Cuando un menor parecía que podía fracasar en el ámbito escolar, se le lanzaba la frase para intentar evitarlo. Los menores sabían -o intuían- que sus padres llevaban razón, incluso aunque no reaccionaran ante la llamada de atención. Pero hoy, si se dice tal cosa, no funciona. Los padres y madres actuales lo saben perfectamente. Ni ellos se lo creen ya. Y si lo dicen, los que ponen cara de “no te estás enterando de nada” son sus hijos e hijas.
Hemos generado un sistema educativo que exige un cada vez más ilimitado periplo escolar. No seré yo el que niegue la importancia de la educación infantil porque la defiendo, aunque sí cuestiono que se use como herramienta de conciliación laboral antes que como instrumento de compensación de las desigualdades. Pero sin entrar a debatir ahora sobre lo anterior, nadie negará que cada vez es más habitual que los menores empiecen a pasar muchas horas al día en centros educativos desde muy temprana edad. Y, en todo caso, salvo raras excepciones, llevan al menos tres años en ellos cuando inician la educación primaria. Por esta etapa se deben sumar como mínimo seis, más otros cuatro por la secundaria obligatoria y dos más por la postobligatoria. Si se opta por la universidad, añadiremos cuatro para realizar el Grado. Es decir, para conseguir una titulación universitaria actualmente se necesita, como mínimo, pasar diecinueve años en los centros educativos. Nuestros hijos e hijas, si no se ven nunca ante una repetición de curso, se gradúan habiendo cumplido, como mínimo, los 22años de edad.
En ese momento es donde empezaría a cumplirse el dicho, pero no es así porque, además, ya no es suficiente con tener una carrera universitaria -un Grado como se dice ahora- y deben seguir formándose. Si alguien quiere saltarse la “obligación” de realizar algún Máster, que se prepare para engrosar las listas del paro con mucha facilidad. Así que, uno o dos Máster añadidos al Grado les pone en la frontera del cuarto de siglo de vida y de superar las dos décadas en centros educativos.
¿Por qué nos hemos inventado el modelo de los Máster después de los Grados?

● ● ● ●

§ REQUISITOS:
A. Transcribe el pasaje del fragmento sobre la duración de la etapa escolar que comienza con "En ese momento" y sigue hasta "en centros educativos.".
B. Responde estas preguntas a partir del fragmento sobre la duración de la etapa escolar:
(i) ¿Qué cara ponen hoy los hijos e hijas cuando sus padres dicen la frase?
(ii) ¿Con qué edad mínima se gradúan los hijos e hijas que nunca repiten curso?
(iii) ¿Qué le ocurrirá a quien quiera saltarse la "obligación" de realizar algún Máster?

Registros de anotación espacial
● ● ● ●

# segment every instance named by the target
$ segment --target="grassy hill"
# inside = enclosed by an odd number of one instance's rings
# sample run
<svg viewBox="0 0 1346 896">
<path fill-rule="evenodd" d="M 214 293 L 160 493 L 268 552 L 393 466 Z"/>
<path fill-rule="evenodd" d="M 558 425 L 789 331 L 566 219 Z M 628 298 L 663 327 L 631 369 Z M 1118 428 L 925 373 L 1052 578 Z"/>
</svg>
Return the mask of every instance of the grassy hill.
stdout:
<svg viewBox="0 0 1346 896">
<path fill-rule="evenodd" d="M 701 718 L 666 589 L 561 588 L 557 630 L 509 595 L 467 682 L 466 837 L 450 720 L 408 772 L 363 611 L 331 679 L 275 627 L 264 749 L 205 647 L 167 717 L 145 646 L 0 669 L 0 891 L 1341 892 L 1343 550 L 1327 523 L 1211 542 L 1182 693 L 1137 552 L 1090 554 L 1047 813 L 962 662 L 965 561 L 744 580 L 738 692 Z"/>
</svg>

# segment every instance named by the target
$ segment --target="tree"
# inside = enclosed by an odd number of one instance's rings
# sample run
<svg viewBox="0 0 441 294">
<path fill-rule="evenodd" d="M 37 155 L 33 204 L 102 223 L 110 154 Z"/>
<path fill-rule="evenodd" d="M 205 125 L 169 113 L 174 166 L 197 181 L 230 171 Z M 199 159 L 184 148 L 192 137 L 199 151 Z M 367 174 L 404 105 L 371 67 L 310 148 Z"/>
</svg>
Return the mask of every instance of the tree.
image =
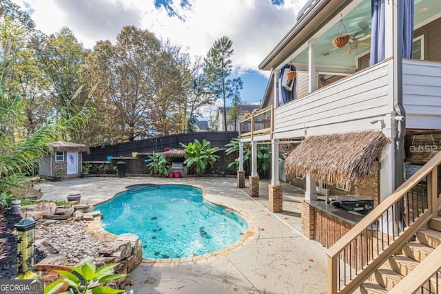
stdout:
<svg viewBox="0 0 441 294">
<path fill-rule="evenodd" d="M 47 37 L 43 45 L 37 50 L 37 54 L 44 77 L 50 82 L 55 118 L 69 120 L 76 115 L 88 98 L 85 92 L 75 95 L 81 87 L 79 73 L 85 56 L 83 45 L 74 33 L 65 27 Z M 62 134 L 64 140 L 74 136 L 72 132 Z"/>
<path fill-rule="evenodd" d="M 18 6 L 8 0 L 2 6 L 5 15 L 0 23 L 0 43 L 4 45 L 1 57 L 7 66 L 1 72 L 1 87 L 10 96 L 21 97 L 26 121 L 20 131 L 25 135 L 46 123 L 52 110 L 46 98 L 48 83 L 35 52 L 42 45 L 43 34 Z"/>
<path fill-rule="evenodd" d="M 124 121 L 111 99 L 112 88 L 110 87 L 109 77 L 112 76 L 112 68 L 107 58 L 113 50 L 110 41 L 97 42 L 93 50 L 88 52 L 80 72 L 86 88 L 96 85 L 89 102 L 97 111 L 89 118 L 79 138 L 79 142 L 90 146 L 114 145 L 128 138 L 122 132 Z"/>
<path fill-rule="evenodd" d="M 207 76 L 208 85 L 212 94 L 223 101 L 223 121 L 227 130 L 226 99 L 233 99 L 238 90 L 243 88 L 240 78 L 233 79 L 231 75 L 233 67 L 231 56 L 233 54 L 233 42 L 227 37 L 223 36 L 214 41 L 209 49 L 207 57 L 204 59 L 204 73 Z"/>
</svg>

● ● ● ●

§ RESPUESTAS ESPERADAS:
A.
En ese momento es donde empezaría a cumplirse el dicho, pero no es así porque, además, ya no es suficiente con tener una carrera universitaria -un Grado como se dice ahora- y deben seguir formándose. Si alguien quiere saltarse la “obligación” de realizar algún Máster, que se prepare para engrosar las listas del paro con mucha facilidad. Así que, uno o dos Máster añadidos al Grado les pone en la frontera del cuarto de siglo de vida y de superar las dos décadas en centros educativos.

B.
(i) Ponen cara de "no te estás enterando de nada".
(ii) Se gradúan habiendo cumplido, como mínimo, los 22 años de edad.
(iii) Debe prepararse para engrosar las listas del paro con mucha facilidad.